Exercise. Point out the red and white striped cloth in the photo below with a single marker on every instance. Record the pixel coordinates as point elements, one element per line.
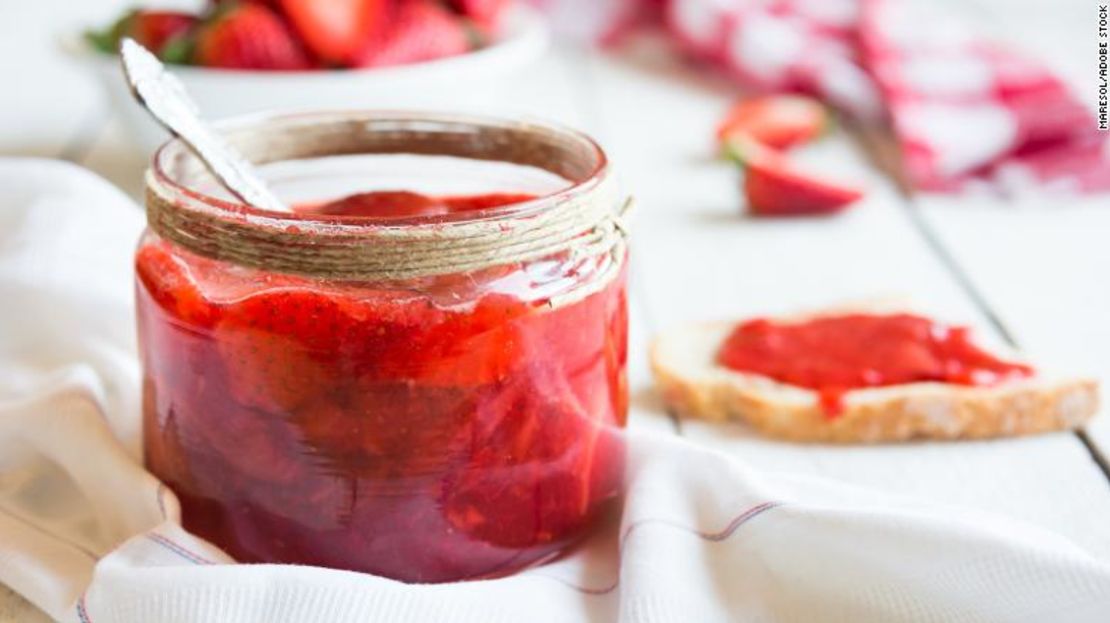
<point>966,110</point>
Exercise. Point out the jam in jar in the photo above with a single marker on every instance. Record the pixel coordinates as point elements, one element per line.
<point>424,393</point>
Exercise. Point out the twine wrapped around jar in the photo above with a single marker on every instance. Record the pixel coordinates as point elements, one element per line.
<point>583,221</point>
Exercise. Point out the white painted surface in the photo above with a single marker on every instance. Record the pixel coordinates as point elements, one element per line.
<point>1045,270</point>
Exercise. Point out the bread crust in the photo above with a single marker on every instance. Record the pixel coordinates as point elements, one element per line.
<point>938,411</point>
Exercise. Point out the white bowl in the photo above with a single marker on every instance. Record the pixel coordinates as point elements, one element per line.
<point>465,82</point>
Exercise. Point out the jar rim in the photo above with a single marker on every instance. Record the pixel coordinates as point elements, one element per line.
<point>174,149</point>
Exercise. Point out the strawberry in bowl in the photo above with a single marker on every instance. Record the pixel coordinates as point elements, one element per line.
<point>305,34</point>
<point>280,56</point>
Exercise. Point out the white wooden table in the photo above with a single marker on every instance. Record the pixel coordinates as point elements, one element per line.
<point>1038,274</point>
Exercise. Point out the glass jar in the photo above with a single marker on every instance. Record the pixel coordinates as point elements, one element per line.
<point>429,398</point>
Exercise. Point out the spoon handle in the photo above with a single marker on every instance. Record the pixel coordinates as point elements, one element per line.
<point>164,97</point>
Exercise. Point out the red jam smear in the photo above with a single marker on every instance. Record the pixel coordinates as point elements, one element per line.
<point>403,203</point>
<point>838,353</point>
<point>343,425</point>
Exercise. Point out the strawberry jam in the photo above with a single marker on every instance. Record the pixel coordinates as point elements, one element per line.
<point>436,429</point>
<point>837,353</point>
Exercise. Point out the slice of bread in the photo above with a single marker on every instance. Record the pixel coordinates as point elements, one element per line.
<point>694,385</point>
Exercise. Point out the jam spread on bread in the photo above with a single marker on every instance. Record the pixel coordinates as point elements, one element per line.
<point>834,354</point>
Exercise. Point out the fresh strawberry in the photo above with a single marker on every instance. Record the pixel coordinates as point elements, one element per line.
<point>280,349</point>
<point>336,30</point>
<point>486,13</point>
<point>775,188</point>
<point>776,121</point>
<point>158,31</point>
<point>248,37</point>
<point>421,30</point>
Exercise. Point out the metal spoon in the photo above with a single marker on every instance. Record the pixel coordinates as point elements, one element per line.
<point>164,97</point>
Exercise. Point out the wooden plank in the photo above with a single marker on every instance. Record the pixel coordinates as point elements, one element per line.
<point>697,259</point>
<point>1045,269</point>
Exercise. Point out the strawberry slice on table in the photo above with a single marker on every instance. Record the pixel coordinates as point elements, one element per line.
<point>776,121</point>
<point>161,32</point>
<point>336,30</point>
<point>248,37</point>
<point>421,30</point>
<point>776,188</point>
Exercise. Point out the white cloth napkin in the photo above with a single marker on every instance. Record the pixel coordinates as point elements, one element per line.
<point>89,536</point>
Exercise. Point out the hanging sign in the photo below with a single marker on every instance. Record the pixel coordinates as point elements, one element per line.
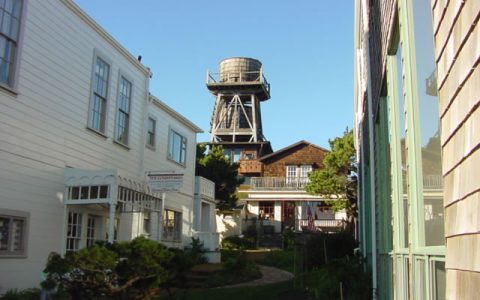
<point>165,182</point>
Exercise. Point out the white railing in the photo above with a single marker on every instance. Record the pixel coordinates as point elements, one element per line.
<point>432,181</point>
<point>323,224</point>
<point>278,183</point>
<point>204,188</point>
<point>210,240</point>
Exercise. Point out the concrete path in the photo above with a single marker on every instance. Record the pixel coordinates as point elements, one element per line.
<point>269,275</point>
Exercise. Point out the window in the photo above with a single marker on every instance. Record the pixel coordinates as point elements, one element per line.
<point>74,231</point>
<point>10,11</point>
<point>123,110</point>
<point>146,224</point>
<point>88,192</point>
<point>266,210</point>
<point>172,225</point>
<point>12,234</point>
<point>177,148</point>
<point>98,103</point>
<point>298,174</point>
<point>91,231</point>
<point>151,128</point>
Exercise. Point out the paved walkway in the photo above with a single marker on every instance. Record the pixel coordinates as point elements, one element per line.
<point>269,275</point>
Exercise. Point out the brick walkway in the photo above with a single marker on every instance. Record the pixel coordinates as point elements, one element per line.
<point>269,275</point>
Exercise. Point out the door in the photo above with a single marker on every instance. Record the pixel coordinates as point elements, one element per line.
<point>288,215</point>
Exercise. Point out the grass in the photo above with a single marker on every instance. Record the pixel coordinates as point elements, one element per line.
<point>276,291</point>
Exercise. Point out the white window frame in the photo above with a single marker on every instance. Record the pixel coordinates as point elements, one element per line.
<point>12,216</point>
<point>74,231</point>
<point>298,173</point>
<point>14,40</point>
<point>180,157</point>
<point>101,127</point>
<point>151,132</point>
<point>172,227</point>
<point>123,112</point>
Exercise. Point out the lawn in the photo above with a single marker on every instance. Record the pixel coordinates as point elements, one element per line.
<point>276,291</point>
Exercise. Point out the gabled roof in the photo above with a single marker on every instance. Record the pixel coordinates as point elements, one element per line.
<point>302,142</point>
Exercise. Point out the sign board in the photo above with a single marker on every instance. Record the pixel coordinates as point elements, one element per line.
<point>165,182</point>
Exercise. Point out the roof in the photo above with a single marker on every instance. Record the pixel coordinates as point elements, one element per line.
<point>302,142</point>
<point>175,114</point>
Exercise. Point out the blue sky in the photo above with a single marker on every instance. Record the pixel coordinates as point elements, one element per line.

• • • • •

#### GIVEN TASK
Copy the items from the first line down to and including the line with "<point>966,110</point>", keeping every line's wording and offsetting each point coordinate in the answers by 86. Leave the pictures out.

#### ANSWER TO THIS TASK
Exercise. Point out the red and white striped cloth in the photo below with a single marker on every instance. Record the pixel coordinates as point elements, one element per line.
<point>1052,196</point>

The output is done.